Selected extract:
Denture

Introduction

Dentures are removable appliances that replace missing teeth and surrounding tissues.

Types of dentures

There are three types of dentures available – partial, complete and overdenture.

    1. Partial Denture

      Partial denture is a prosthesis that replaces some teeth in a partially dentate arch.

      An upper partial acrylic denture
  1. Complete denture

    Complete denture is a prosthesis that replaces all the natural teeth and associated structures of the maxilla and the mandible.

  2. Overdenture

    An overdenture is a complete or removable partial denture that has one or more tooth roots to provide support. Rather than extracting all non-functional teeth, the crowns and pulpal tissue of selected teeth are removed. The remaining root projecting through the mucosa is restored and contoured.

    Two anterior teeth prepared as overdenture abutments.
    An overdenture inside the mouth. The denture covers the two overdenture abutments.

Types of denture materials

  1. Acrylic denture: Acrylic denture consists of replacement teeth that are set in pink or gum colored acrylic resin. To aid the retention of the denture, one or more wire clasps are placed around the natural teeth in the mouth. This type of denture covers more tissue, a little bit thicker than Cobalt Chromium denture and easy to fracture.
  2. Cobalt Chrome denture: The framework in this type of partial denture is made from an alloy of cobalt and chromium; the false teeth will be attached to the framework with acrylic. They are thinner, much stronger than acrylic denture and lighter to wear; but have higher manufacturing costs.
An upper partial Cobalt Chrome framework
The Cobalt Chrome denture in the mouth

Why do you need a denture?

Replacing missing teeth with a denture will make it easier for you to chew food and speak clearly than you could without teeth. When you lose your teeth, facial muscles can sag, making you look older. Dentures can help fill out the appearance of your face and profile. Dentures may even improve the look of your smile and help boost your self-confidence. Dentures also prevent drifting of neighboring teeth towards the empty space created by tooth loss.

How are dentures made?

You can go to a government dental clinic or a private dental clinic to make a denture. The denture construction process takes about 3 to 6 appointments. Once your dentist determines which type of denture is the best for you, the general steps are :

  1. On the first appointment the dentist will examine the oral condition and make primary impressions. Primary impressions are taken for diagnostic purposes and to aid in designing the new denture.
  2. The dentist will then make necessary preparation on the teeth according to the denture design, and takes a second set of impressions. This step ensures optimal impression accuracy so that the resulting fit of the denture is excellent.
  3. Bite registration: This step is to take measurements of how your jaws relate to one another and how much space is between them.

Work to complete: Please resume the page on dentures from the point where it stops, picking up after the bite registration step. The items that follow are separate material and are not part of the page on dentures.

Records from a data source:
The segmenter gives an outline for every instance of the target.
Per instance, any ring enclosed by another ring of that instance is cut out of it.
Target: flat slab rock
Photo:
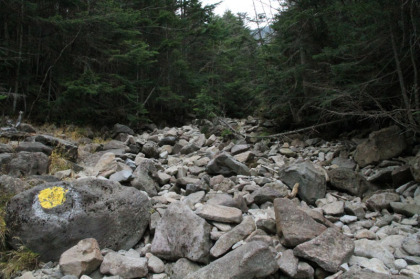
[[[80,277],[96,270],[103,261],[99,244],[94,238],[80,240],[60,257],[60,270],[65,275]]]
[[[240,223],[242,221],[242,211],[235,207],[206,204],[198,208],[195,213],[206,220],[217,222]]]
[[[211,226],[188,205],[172,203],[159,221],[152,242],[152,253],[159,258],[208,263]]]
[[[298,196],[307,203],[315,204],[317,199],[325,197],[327,183],[325,174],[311,162],[291,165],[279,172],[280,180],[292,189],[299,183]]]
[[[369,270],[350,269],[338,276],[337,279],[409,279],[410,277],[402,275],[387,275],[383,273],[374,273]]]
[[[293,249],[295,256],[315,262],[329,272],[337,272],[340,265],[350,259],[353,251],[353,240],[334,228],[326,229],[316,238]]]
[[[235,243],[250,235],[256,229],[254,218],[246,216],[242,223],[223,234],[210,250],[213,257],[226,253]]]
[[[209,174],[239,174],[250,175],[249,168],[235,160],[231,155],[222,153],[214,157],[206,167]]]
[[[101,247],[132,248],[149,226],[150,209],[137,189],[88,178],[46,183],[14,196],[6,222],[14,248],[23,243],[50,261],[89,237]]]
[[[253,279],[273,274],[278,268],[274,254],[267,244],[253,241],[184,279]]]
[[[119,275],[122,278],[138,278],[146,276],[148,273],[147,259],[121,255],[117,252],[109,252],[105,255],[101,264],[102,274]]]
[[[326,226],[312,219],[289,199],[275,199],[277,233],[283,235],[286,246],[294,247],[320,235]]]

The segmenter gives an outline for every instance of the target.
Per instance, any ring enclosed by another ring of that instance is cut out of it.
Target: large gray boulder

Written answer:
  4. The try-in stage: At this stage, a preliminary set of dentures are constructed made out of wax, they are meant to give you a chance to “try on” the new dentures and see what they will look like before processing the wax denture base into hard acrylic. You will “try in” this model and the denture will be assessed for color, shape, and fit before the final denture is made.
  5. Issue stage: The finished denture is inserted in the mouth and necessary adjustments made until the patient feels comfortable wearing the new denture. Instructions will be given on cleaning the remaining teeth and also on how to clean the denture.
  6. Review stage: This appointment is to ensure that the oral tissues are not being damaged and that the dentures are functional.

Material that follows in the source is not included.